:: EXERCISE DESCRIPTION ::
Reproduce the records word for word, starting at the line that contains "Put a point on every instance of the church" and ending at the line that contains "x=529, y=82", with both of those lines included.

:: RAW RECORDS ::
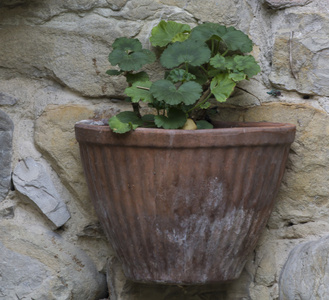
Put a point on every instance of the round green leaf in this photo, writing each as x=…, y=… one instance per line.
x=127, y=44
x=131, y=61
x=167, y=32
x=177, y=75
x=140, y=76
x=237, y=76
x=164, y=90
x=140, y=91
x=247, y=64
x=218, y=62
x=189, y=51
x=234, y=39
x=176, y=119
x=203, y=124
x=222, y=87
x=113, y=72
x=124, y=122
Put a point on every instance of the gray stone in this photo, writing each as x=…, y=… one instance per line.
x=11, y=2
x=6, y=136
x=7, y=213
x=301, y=53
x=18, y=285
x=279, y=4
x=6, y=99
x=32, y=180
x=43, y=266
x=305, y=275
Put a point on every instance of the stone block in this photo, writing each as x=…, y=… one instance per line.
x=42, y=265
x=301, y=53
x=54, y=136
x=32, y=180
x=280, y=4
x=305, y=275
x=6, y=136
x=6, y=99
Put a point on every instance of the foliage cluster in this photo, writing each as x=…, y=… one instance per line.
x=203, y=62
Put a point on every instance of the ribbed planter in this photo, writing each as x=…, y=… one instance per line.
x=184, y=207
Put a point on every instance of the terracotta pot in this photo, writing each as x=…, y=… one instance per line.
x=184, y=207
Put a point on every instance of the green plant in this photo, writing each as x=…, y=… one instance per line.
x=203, y=62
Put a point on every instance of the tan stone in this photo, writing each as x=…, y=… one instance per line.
x=58, y=269
x=54, y=135
x=304, y=191
x=300, y=53
x=226, y=12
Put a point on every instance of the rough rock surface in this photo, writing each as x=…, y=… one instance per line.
x=31, y=179
x=305, y=275
x=54, y=135
x=6, y=135
x=6, y=99
x=49, y=267
x=300, y=53
x=53, y=58
x=279, y=4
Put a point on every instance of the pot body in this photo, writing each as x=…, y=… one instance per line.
x=184, y=207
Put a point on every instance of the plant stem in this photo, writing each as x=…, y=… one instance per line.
x=202, y=100
x=143, y=88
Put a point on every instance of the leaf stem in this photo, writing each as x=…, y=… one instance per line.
x=202, y=100
x=143, y=88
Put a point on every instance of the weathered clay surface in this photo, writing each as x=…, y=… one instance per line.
x=32, y=180
x=305, y=275
x=54, y=52
x=6, y=135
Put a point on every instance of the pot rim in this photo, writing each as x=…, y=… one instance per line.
x=229, y=134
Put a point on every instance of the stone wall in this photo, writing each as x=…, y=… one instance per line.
x=53, y=58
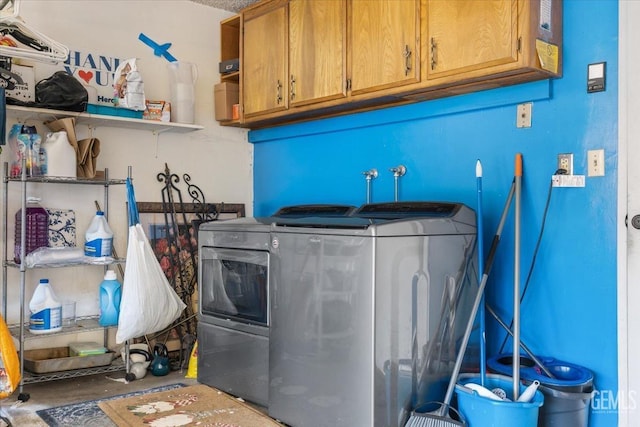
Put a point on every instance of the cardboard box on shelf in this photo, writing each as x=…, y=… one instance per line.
x=26, y=91
x=158, y=111
x=225, y=95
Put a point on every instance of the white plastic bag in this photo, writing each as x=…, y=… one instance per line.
x=149, y=303
x=129, y=87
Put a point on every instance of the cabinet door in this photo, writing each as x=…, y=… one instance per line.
x=468, y=35
x=384, y=36
x=317, y=50
x=264, y=82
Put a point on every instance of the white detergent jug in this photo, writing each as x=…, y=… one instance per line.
x=58, y=157
x=46, y=310
x=182, y=77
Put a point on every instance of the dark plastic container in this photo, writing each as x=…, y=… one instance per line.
x=37, y=228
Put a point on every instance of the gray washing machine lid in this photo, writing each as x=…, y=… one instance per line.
x=300, y=211
x=393, y=218
x=263, y=224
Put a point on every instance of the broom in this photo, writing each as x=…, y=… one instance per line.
x=440, y=417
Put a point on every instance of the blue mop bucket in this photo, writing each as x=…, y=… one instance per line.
x=483, y=412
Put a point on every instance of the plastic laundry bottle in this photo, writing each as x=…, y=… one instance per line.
x=46, y=310
x=36, y=229
x=99, y=237
x=110, y=295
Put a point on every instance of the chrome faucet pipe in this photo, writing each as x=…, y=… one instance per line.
x=369, y=175
x=398, y=171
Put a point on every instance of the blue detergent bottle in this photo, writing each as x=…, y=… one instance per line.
x=110, y=295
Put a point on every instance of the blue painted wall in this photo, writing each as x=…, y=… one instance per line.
x=569, y=311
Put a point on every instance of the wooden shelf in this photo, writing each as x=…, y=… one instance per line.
x=25, y=114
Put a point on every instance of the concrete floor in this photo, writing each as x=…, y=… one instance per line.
x=65, y=391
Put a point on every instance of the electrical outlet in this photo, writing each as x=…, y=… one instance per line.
x=565, y=162
x=595, y=159
x=523, y=115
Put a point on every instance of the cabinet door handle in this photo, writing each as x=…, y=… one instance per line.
x=279, y=92
x=434, y=48
x=407, y=60
x=293, y=87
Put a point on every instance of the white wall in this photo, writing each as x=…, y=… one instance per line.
x=218, y=159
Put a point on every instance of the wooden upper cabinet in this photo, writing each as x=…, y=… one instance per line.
x=468, y=39
x=467, y=35
x=317, y=51
x=384, y=44
x=265, y=86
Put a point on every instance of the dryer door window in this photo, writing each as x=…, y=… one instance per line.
x=234, y=284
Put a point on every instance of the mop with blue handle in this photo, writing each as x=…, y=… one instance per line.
x=483, y=341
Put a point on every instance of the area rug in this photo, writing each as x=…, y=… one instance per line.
x=197, y=405
x=88, y=414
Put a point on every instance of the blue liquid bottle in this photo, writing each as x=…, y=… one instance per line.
x=110, y=295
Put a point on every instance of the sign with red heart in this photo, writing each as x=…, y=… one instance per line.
x=85, y=75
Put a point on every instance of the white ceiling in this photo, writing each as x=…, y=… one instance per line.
x=230, y=5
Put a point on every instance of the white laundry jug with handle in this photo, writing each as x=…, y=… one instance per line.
x=182, y=78
x=46, y=310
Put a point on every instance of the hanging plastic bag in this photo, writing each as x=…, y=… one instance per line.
x=149, y=304
x=9, y=362
x=129, y=87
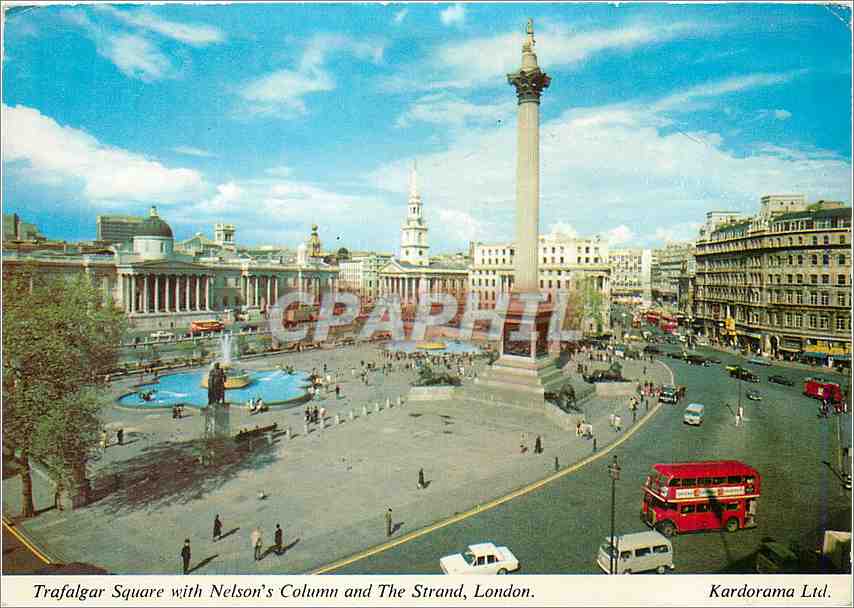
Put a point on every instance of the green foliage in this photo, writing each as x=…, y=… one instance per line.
x=59, y=340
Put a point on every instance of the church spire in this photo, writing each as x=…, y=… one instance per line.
x=413, y=180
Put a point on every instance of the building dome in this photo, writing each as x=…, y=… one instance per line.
x=154, y=226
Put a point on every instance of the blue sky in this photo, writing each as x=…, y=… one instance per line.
x=275, y=117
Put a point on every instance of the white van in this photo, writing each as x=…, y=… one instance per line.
x=694, y=414
x=638, y=552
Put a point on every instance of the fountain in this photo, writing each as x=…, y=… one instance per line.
x=235, y=377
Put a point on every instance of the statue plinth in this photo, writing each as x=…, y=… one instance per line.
x=524, y=371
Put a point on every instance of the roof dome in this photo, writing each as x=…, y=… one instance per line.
x=154, y=226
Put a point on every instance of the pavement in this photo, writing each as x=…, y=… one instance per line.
x=328, y=489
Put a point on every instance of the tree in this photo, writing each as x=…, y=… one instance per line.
x=59, y=340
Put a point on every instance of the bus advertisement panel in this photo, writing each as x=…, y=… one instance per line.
x=691, y=496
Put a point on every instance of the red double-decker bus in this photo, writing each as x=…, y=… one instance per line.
x=691, y=496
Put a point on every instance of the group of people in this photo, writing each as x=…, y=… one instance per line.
x=256, y=539
x=256, y=405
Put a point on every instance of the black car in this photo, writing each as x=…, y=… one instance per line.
x=603, y=376
x=743, y=374
x=781, y=380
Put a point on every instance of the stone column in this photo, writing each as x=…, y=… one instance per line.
x=529, y=82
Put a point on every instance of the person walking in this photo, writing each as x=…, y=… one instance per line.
x=256, y=539
x=217, y=528
x=185, y=555
x=277, y=540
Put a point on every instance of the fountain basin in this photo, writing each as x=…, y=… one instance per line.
x=234, y=378
x=275, y=387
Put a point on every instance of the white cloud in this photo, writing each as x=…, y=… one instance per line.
x=778, y=114
x=281, y=92
x=452, y=111
x=400, y=15
x=135, y=55
x=280, y=171
x=484, y=61
x=189, y=33
x=619, y=235
x=717, y=88
x=453, y=15
x=614, y=168
x=61, y=154
x=191, y=151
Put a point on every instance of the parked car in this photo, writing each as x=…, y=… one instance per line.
x=781, y=380
x=482, y=558
x=744, y=374
x=603, y=376
x=760, y=361
x=694, y=414
x=697, y=360
x=668, y=395
x=638, y=552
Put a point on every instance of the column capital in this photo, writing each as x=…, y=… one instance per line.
x=529, y=84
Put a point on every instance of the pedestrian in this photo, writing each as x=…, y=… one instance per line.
x=185, y=555
x=256, y=539
x=277, y=539
x=217, y=528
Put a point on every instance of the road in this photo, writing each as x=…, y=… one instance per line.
x=558, y=529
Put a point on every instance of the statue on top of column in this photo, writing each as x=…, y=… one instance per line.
x=529, y=41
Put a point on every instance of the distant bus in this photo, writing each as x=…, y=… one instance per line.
x=207, y=326
x=692, y=496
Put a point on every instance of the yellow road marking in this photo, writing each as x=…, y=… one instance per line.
x=25, y=541
x=491, y=504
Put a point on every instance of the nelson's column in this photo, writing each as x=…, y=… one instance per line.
x=525, y=371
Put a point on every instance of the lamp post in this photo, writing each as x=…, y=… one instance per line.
x=614, y=472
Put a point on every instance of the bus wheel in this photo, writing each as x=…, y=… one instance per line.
x=667, y=528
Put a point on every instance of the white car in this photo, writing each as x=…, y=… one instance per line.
x=483, y=558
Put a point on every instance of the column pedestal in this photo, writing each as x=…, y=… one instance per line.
x=525, y=371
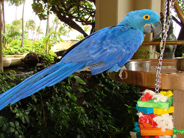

:: RESULT ::
Put a point on every instance of the church spire in this photo, writing each as x=…, y=… one instance per line.
x=413, y=180
Put a point on every instance of the building dome in this photo, writing each as x=…, y=… one instance per line.
x=154, y=226
Put a point on every instance of the blue sky in this photo, writing each as x=…, y=… one instance per line.
x=275, y=117
Put a point on every instance of the white van in this photo, writing each as x=…, y=… one instance per line.
x=694, y=414
x=638, y=552
Put a point on every instance of the fountain in this photo, writing each as x=…, y=… one instance per line.
x=235, y=377
Put a point on every instance of the statue plinth in this photo, writing each as x=…, y=… one instance per line.
x=524, y=371
Put a point on every instance of the roof dome in this photo, writing each as x=…, y=… one instance per line.
x=154, y=226
Put a point on every instance of the pavement in this photo, writing each as x=…, y=… one instance per line.
x=328, y=489
Put a point on every instance of the tree in this photo, writing each as x=…, y=… one instance per line.
x=59, y=340
Put a point on every instance of the bus advertisement panel in this photo, writing each as x=…, y=… one instance per line.
x=691, y=496
Put a point on every instance of the red double-decker bus in this photo, writing each as x=…, y=… one instance per line.
x=691, y=496
Put a point on every instance of the group of people in this photo, writing each as x=…, y=… one instance per line.
x=256, y=539
x=256, y=405
Put a point on every instance of the black car in this photo, writing each as x=…, y=… one instance per line.
x=603, y=376
x=743, y=374
x=781, y=380
Put a point on every instance of the stone column in this photo, writing each as x=…, y=… one instance per line.
x=529, y=82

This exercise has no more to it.